(Exercise aim):
Copy out every one of the records below word for word, line by line, changing nothing.

--- START OF Material provided ---

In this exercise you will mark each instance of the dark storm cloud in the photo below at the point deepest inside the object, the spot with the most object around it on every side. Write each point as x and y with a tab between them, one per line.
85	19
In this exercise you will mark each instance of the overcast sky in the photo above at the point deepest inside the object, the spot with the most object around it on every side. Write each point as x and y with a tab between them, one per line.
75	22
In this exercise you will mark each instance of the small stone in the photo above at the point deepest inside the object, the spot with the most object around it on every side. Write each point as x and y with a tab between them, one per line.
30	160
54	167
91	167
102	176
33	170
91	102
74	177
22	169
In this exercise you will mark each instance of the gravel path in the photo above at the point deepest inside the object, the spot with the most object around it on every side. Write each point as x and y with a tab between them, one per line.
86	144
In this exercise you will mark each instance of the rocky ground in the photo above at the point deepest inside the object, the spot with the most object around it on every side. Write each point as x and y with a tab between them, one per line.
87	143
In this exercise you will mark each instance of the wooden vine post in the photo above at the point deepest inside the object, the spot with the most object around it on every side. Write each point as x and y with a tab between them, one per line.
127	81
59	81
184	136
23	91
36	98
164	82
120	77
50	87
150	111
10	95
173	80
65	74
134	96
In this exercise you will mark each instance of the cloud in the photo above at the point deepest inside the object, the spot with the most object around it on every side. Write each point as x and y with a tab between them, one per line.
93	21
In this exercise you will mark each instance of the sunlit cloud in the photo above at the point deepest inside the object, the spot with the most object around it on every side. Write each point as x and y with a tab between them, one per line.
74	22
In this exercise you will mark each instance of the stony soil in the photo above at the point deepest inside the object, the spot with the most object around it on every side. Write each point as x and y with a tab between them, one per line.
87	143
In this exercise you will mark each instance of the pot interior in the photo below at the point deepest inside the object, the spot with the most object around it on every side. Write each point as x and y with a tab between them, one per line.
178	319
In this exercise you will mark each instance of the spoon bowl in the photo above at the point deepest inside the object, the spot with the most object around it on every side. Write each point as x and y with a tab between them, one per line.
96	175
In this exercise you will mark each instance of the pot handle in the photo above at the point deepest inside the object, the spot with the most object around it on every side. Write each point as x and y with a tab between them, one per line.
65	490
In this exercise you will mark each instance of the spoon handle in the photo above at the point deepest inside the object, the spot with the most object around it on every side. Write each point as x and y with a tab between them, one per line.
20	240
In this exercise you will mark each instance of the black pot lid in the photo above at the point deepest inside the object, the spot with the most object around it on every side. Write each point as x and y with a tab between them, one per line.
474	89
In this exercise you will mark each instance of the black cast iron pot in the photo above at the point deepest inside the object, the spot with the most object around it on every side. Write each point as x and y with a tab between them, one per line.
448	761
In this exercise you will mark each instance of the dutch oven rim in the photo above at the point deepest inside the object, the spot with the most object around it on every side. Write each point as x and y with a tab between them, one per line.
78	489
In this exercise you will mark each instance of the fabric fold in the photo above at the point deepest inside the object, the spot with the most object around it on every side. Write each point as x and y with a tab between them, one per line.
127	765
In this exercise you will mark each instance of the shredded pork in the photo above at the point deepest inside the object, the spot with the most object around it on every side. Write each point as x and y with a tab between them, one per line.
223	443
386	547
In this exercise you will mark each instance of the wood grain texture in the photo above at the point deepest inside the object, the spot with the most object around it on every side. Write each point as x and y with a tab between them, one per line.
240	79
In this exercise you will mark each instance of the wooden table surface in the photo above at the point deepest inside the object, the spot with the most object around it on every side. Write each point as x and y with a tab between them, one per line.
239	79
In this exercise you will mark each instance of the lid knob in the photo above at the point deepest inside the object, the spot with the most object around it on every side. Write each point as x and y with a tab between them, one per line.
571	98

--- END OF Material provided ---

(Exercise answer):
In this exercise you will mark each instance of the dark storm cloud in the photo below at the point deepest inside the object, the spot with the most object around it on every side. Write each point as x and y with a tab between them, one per line.
85	19
In this exercise you will mark each instance of the overcast sky in the photo above at the point deepest inside the object, the spot with the most object around it on every side. Write each point as x and y with a tab between them, one per line.
75	22
In this exercise you will mark each instance of the small stone in the photo above at the point deepest inside the object, the spot with the most object around it on every side. Write each point as x and y with a tab between them, one per line.
30	160
54	167
91	167
102	176
33	170
91	102
74	177
22	169
In this exercise you will mark each instance of the gravel path in the photo above at the point deepest inside the object, the spot with the most object around it on every side. Write each point as x and y with a tab between them, one per line.
86	144
In this exercise you will mark each instance of the rocky ground in the photo above at the point deepest inside the object, the spot with the most object around it on every side. Write each point as x and y with a tab between them, one per line.
87	143
In this exercise you will mark each instance of the wooden vine post in the photo above at the point deepest inside the object, the spot with the most object around it on every side. Write each point as x and y with a tab between them, one per line.
127	81
59	81
184	136
23	91
36	98
164	82
120	77
50	87
150	111
10	95
173	80
65	74
134	96
In this exercise you will mark each instance of the cloud in the photo above at the point deepest inside the object, the spot with the most object around it on every side. Write each point as x and y with a tab between them, one per line.
93	21
In this exercise you will mark each instance of the sunlit cloud in the photo above at the point deepest inside the object, the spot with the most object around it on every side. Write each point as x and y with a tab between them, one per line.
74	22
In this exercise you will mark each instance of the stony soil in the photo above at the point deepest inside the object, the spot with the most object around it on every side. Write each point as x and y with a tab between them, one per line.
87	143
In this exercise you will mark each instance of the pot interior in the photo below at the point deepest inside the object, the spot with the most object around it on every side. Write each point as x and y with a tab between them, one per line.
178	319
In this exercise you will mark each instance of the spoon bowl in the photo above at the point deepest inside the object, the spot with the most object around it on every side. Write each point as x and y with a tab between them, one per line.
96	175
In this exercise you will mark each instance of the pot handle in the photo above at the point deepest inside the object, the spot with the most object around it on every side. Write each point as x and y with a tab between them, one per line.
65	490
In this exercise you will mark each instance of the spoon handle in the photo above at the point deepest inside the object, the spot with the most object around it on every side. Write each point as x and y with a tab between them, one per line.
20	240
In this exercise you will mark each instance of the black pot lid in the photo above at the point deepest inside the object, the spot with the most object around it on every side. Write each point as x and y with a tab between them, one per line.
474	89
In this exercise you will mark each instance of the black cast iron pot in the photo above at the point deepest inside the object, the spot with the most object around it on every side. Write each point as x and y with a tab between them, one per line.
448	761
In this exercise you will mark each instance of the dutch oven rim in the photo above at the point deepest inside the object, the spot with the most object around it on every side. Write each point as x and y with a tab between them, one per line.
78	489
In this exercise you will mark each instance of the fabric fold in the photo above at the point deepest inside the object, the spot with the most object around it on every side. Write each point as x and y with a tab between them, one per line.
127	765
In this exercise you will mark each instance of the shredded pork in the photo above at the point deepest inside the object, the spot with the most object around it on every side. Write each point as x and y with a tab between them, one per line.
223	443
386	547
In this exercise you will mark each instance of the wood grain texture in the photo above at the point deepest inside the object, the spot with the most object around it on every side. Write each point as x and y with a tab between them, one per line.
240	79
In this exercise you will mark each instance of the wooden table surface in the photo above at the point deepest inside the object, the spot with the most object around it on every side. Write each point as x and y with a tab between them, one per line.
239	79
In this exercise you will mark each instance of the lid knob in the photo above at the point deepest inside the object, the spot with the most object around it on every side. Write each point as x and y with a tab between them, one per line.
571	98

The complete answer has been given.